DATA TO USE:
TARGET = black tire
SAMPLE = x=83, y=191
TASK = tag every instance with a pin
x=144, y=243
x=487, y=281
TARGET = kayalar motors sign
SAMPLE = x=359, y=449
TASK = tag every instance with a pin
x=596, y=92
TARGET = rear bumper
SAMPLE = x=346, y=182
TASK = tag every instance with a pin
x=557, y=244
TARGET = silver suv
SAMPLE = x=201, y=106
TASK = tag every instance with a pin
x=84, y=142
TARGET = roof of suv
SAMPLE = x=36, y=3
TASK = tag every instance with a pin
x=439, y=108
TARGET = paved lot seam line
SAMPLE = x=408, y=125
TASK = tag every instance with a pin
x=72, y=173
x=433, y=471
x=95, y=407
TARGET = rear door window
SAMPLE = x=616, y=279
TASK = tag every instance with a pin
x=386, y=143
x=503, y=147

---

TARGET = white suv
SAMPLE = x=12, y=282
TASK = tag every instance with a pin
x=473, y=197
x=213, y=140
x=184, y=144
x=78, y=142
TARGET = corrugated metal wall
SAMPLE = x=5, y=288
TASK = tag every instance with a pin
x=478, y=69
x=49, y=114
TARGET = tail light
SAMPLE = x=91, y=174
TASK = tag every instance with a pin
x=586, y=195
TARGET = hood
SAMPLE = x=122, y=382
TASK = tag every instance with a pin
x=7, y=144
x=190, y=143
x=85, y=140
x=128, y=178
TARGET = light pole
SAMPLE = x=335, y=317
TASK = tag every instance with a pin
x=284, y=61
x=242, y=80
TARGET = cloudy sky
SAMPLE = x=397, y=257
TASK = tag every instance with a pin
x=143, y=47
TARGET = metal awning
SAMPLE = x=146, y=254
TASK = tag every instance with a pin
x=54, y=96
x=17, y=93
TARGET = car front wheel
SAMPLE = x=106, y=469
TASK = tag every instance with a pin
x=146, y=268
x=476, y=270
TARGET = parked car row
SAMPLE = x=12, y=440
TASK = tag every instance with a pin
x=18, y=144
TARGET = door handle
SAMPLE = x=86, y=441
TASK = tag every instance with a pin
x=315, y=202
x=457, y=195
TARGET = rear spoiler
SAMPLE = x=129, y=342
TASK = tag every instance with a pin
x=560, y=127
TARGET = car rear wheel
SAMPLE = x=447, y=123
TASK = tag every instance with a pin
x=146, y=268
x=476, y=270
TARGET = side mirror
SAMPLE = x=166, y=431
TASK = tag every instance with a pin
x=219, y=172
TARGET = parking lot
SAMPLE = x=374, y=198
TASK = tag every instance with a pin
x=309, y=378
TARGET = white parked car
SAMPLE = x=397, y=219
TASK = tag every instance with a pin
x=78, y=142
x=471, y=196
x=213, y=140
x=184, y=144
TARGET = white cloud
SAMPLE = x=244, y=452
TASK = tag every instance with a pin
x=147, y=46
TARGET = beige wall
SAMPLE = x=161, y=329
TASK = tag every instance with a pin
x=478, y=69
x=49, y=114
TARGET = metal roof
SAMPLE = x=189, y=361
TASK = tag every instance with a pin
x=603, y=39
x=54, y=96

--

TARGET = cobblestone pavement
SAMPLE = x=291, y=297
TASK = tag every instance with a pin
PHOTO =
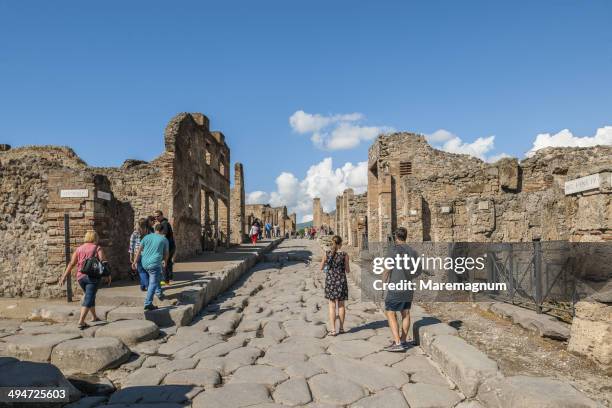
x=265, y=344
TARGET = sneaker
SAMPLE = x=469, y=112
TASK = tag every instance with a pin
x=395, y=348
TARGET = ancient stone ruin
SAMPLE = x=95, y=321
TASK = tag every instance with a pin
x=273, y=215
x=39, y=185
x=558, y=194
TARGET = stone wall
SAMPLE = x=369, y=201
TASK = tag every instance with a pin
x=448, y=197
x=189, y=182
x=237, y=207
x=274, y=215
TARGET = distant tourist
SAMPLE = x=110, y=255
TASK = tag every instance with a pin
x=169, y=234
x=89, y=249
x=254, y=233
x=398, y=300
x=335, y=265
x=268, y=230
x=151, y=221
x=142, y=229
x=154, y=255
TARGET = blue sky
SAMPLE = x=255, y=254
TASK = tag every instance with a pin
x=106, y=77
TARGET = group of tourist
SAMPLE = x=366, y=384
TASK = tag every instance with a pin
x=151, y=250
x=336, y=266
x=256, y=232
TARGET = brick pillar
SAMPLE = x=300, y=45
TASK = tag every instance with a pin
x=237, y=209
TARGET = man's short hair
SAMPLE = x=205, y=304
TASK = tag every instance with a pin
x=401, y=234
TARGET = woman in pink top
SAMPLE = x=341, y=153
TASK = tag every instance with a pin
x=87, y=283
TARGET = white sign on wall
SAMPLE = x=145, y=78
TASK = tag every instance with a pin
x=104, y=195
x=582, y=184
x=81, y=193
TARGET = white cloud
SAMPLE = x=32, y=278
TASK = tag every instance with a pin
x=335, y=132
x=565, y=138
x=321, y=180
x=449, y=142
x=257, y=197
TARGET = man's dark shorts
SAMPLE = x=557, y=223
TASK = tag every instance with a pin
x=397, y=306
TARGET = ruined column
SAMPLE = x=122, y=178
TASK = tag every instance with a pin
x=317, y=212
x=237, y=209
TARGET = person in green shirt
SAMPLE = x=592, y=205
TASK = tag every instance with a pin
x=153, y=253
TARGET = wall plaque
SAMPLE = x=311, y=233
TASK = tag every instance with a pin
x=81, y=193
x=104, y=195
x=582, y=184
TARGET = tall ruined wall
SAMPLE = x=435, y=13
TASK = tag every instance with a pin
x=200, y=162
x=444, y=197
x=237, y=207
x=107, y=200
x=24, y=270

YOUR OBJECTIVE:
Look above for the line with "TARGET = black tire" and the line with "SAMPLE = x=201, y=106", and reproduce exactly those two lines plus every line between, nothing more.

ANSWER SPACE:
TARGET = black tire
SAMPLE = x=83, y=191
TASK = tag every instance with a pin
x=144, y=243
x=487, y=281
TARGET = kayalar motors sign
SAMPLE = x=359, y=449
TASK = tag every instance with a pin
x=596, y=92
TARGET = rear bumper
SAMPLE = x=346, y=182
TASK = tag every instance with a pin
x=557, y=244
TARGET = silver suv
SAMPLE = x=201, y=106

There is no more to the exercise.